*SELECTED PASSAGE:*
We have the money, we have the foster, they just need to be pulled. 

It's on facebook:Login | Facebook

message me for my phonenumber if you are willing to help.


----------



## Mrs.K

Turns out the two year old is not the moma dog, she just came in the same time. Still needs to be pulled though.


----------



## WarrantsWifey

Thats out in California right?! I wish I could help!  Hopefully they get pulled to safety!


----------



## Mrs.K

Yeah, it's in California. 

There are quite a few people involved by now, trying to get these guys pulled. They are way to young to die and since I now have a way to keep mine separated from fosters, I am willing to do it. I have the time and space. Let's just hope they can be pulled in time. 

We also need help with transportation from Los Angeles to Pennsylvania. I can drive to Pennsylvania to pick them up from there. That is not an issue at all.


----------



## DharmasMom

Have you contacted Coastal German Shepherd Rescue? They may be able to help with the pulling and have ideas on transport. That is a REALLY long transport though and going to be tough to coordinate. GOOD LUCK!! Thank you for wanting to help these guys they are beautiful dogs!


----------



## KZoppa

Good luck Mrs. K. Keep us posted! Wish i could help.


----------



## Rerun

I'm involved in transports for a couple rescues that have already passed thorough checks through the coordinator we will transport for. We frequently provide overnights as well, and can tell you that will be a very difficult transport to get filled and coordinated, just having seen how tough it can be to fill the smaller ones and especially the two day ones. You will definitely need a reputable local foster who can pull them and get them vetted. They will need to see a vet before transport because they'll need health certificates to cross state lines. Also, many transporters don't have room or want to transport three large dogs, so that will add an extra level of difficulty. With the insane gas prices, it's expensive to take large vehicles and many people don't even keep the larger vehicles anymore.

That's awesome that you are trying to help. But highly doubtful you can get transport coordinated before they get euth'd, so someone's gotta be able to pull and do a temp foster or put them in boarding and have a plan for what will happen if transport can't be arranged.


----------



## arabian_nights

Mrs. K I am located in Indiana and would be willing to give one of them a home if a transport can be set up.

*EXERCISE TASK A:*
In the dog rescue thread, between which two places is help with transportation needed?

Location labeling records
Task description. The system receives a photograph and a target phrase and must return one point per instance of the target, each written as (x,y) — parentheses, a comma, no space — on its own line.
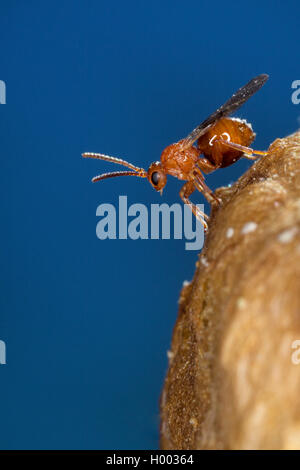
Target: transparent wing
(235,102)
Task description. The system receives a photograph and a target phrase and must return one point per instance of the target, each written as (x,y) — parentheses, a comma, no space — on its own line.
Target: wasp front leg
(185,192)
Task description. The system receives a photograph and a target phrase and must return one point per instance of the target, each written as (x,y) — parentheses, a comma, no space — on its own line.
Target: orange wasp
(220,139)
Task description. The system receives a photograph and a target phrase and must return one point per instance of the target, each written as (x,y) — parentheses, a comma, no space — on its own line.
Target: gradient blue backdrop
(87,323)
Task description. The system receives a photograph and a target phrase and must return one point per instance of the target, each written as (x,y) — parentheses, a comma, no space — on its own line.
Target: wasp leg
(187,189)
(249,153)
(204,189)
(206,166)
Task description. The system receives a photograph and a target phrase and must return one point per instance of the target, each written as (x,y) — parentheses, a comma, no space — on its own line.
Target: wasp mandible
(220,139)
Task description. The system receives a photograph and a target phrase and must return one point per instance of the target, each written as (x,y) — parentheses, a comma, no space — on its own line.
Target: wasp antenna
(141,173)
(119,161)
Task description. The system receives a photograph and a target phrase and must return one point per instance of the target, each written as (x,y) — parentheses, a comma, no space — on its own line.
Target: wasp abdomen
(229,129)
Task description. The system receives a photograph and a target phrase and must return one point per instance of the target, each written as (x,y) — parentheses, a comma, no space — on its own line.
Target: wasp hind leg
(185,192)
(248,152)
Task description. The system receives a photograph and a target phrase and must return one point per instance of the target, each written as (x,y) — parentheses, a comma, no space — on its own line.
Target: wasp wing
(235,102)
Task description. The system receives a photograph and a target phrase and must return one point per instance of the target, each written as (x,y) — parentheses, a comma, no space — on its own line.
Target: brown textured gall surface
(233,381)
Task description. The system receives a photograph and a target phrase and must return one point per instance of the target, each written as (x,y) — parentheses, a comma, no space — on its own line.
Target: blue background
(87,323)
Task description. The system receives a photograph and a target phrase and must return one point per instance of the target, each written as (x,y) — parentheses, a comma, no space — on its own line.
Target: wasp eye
(155,178)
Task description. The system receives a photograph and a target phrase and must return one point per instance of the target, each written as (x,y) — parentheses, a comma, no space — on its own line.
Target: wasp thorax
(157,176)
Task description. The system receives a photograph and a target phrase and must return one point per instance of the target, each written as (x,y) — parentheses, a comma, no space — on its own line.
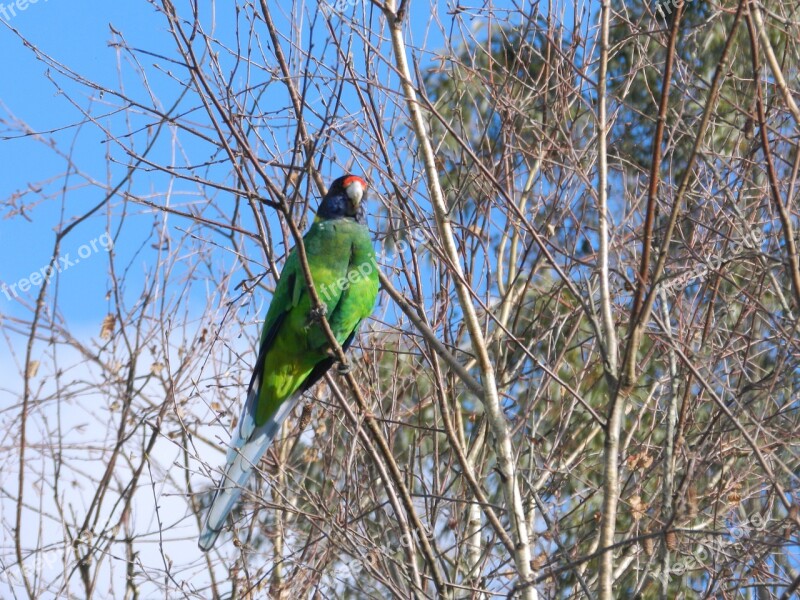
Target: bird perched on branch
(294,352)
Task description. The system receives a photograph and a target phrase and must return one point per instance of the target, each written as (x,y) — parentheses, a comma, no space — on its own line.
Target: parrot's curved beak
(355,187)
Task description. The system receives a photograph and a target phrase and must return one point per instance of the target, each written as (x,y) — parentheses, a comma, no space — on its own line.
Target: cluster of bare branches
(582,377)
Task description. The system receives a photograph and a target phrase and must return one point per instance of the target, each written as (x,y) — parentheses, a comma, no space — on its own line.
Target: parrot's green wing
(294,352)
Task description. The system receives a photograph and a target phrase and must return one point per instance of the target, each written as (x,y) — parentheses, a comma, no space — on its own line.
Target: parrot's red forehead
(354,179)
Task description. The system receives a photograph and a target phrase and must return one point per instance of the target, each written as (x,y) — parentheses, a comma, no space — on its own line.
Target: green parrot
(294,352)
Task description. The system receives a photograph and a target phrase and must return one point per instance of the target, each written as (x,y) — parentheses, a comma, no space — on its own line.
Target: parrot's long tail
(248,446)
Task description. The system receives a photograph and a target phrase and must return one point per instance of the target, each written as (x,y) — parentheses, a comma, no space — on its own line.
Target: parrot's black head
(345,199)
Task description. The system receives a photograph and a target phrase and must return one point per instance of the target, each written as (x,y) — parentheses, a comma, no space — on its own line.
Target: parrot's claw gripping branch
(317,313)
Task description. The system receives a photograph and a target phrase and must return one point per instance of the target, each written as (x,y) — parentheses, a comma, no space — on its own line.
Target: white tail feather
(242,457)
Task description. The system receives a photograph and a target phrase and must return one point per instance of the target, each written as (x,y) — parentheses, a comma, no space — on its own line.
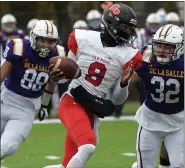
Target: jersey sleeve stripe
(72,43)
(147,54)
(18,47)
(58,51)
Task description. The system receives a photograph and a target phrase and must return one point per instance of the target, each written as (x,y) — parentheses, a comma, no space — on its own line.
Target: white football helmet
(172,17)
(153,22)
(80,24)
(44,29)
(31,23)
(8,23)
(172,36)
(94,20)
(162,14)
(134,165)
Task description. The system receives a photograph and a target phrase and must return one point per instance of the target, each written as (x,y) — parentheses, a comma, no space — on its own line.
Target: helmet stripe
(46,26)
(164,31)
(50,27)
(167,31)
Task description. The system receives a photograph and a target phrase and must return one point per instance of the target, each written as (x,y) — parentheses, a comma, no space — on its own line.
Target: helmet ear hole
(109,22)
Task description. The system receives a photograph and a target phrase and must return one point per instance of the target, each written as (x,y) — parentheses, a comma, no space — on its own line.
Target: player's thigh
(147,146)
(4,116)
(15,133)
(174,143)
(77,121)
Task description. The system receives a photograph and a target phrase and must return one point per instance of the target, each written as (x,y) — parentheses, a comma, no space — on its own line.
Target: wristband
(123,85)
(46,97)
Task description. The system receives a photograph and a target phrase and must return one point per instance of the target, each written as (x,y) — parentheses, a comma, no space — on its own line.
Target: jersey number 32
(170,96)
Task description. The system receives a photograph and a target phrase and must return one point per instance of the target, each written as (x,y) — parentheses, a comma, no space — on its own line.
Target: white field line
(55,121)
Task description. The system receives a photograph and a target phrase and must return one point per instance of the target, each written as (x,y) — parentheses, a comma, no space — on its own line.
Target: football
(69,67)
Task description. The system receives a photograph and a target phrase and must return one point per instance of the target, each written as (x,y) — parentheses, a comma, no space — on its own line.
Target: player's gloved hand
(55,76)
(127,73)
(43,113)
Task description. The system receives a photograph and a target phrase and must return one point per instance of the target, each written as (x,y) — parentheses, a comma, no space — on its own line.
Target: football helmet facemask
(119,20)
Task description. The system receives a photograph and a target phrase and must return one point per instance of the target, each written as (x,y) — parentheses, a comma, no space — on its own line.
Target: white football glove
(43,113)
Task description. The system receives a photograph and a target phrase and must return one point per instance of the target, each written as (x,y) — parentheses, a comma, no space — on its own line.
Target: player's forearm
(50,87)
(46,97)
(5,69)
(120,94)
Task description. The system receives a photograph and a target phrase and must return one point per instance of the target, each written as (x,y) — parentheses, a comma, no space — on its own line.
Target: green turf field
(116,138)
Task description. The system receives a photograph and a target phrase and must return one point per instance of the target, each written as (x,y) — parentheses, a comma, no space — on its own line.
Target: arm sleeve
(117,94)
(137,62)
(73,46)
(8,52)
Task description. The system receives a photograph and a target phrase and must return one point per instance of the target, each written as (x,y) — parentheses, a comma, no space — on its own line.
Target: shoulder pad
(18,47)
(147,53)
(60,50)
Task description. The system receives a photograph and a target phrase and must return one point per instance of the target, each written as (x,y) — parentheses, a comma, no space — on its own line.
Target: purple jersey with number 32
(164,84)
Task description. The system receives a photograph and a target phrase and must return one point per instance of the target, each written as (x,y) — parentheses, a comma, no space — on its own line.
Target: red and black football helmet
(119,20)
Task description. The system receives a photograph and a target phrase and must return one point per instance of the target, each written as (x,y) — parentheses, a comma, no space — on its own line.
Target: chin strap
(46,97)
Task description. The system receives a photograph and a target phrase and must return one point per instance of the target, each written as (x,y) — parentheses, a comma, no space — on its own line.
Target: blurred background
(45,143)
(67,15)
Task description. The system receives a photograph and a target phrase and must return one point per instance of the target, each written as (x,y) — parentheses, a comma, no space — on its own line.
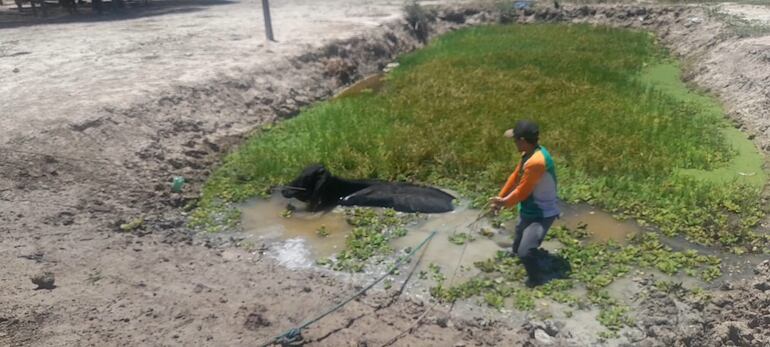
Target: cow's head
(306,186)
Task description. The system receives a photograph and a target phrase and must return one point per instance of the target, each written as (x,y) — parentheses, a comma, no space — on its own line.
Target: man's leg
(531,237)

*EXERCISE TASK B:*
List each line of the records that contains the string "jersey".

*FULL OUTPUT A:*
From Los Angeles to Pennsylvania.

*FULL OUTPUT B:*
Target: jersey sleeve stripe
Target: jersey number 32
Target: purple jersey with number 32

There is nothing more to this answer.